**EXCERPTED DATA**
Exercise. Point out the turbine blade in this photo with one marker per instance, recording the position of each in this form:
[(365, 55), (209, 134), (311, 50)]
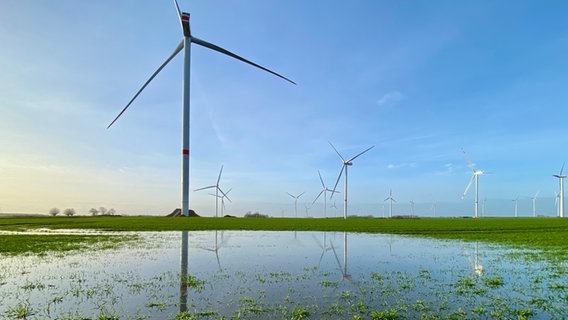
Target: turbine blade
[(323, 185), (176, 51), (469, 185), (360, 154), (337, 153), (336, 182), (224, 51), (205, 188)]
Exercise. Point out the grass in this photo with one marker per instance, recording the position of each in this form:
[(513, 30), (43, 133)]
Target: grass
[(536, 233)]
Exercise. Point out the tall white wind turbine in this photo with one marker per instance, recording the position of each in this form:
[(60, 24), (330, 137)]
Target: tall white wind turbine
[(346, 163), (323, 191), (561, 192), (475, 176), (217, 189), (534, 202), (390, 199), (185, 44), (516, 201), (295, 201)]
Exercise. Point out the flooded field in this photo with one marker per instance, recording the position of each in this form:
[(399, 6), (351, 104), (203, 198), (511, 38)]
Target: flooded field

**DESCRIPTION OF THE TASK**
Write out the lines of the material again verbatim, beginning at the line containing "Exercise. Point out the tall" and continuing through the line containing "Target: tall white wind turbine", both included.

**WRITTEN RESPONSE**
Exercise. Point out the tall white wind turbine in this photo with one marker per instance, recording the position of each in this form:
[(60, 24), (330, 137)]
Target: tall white wind turbine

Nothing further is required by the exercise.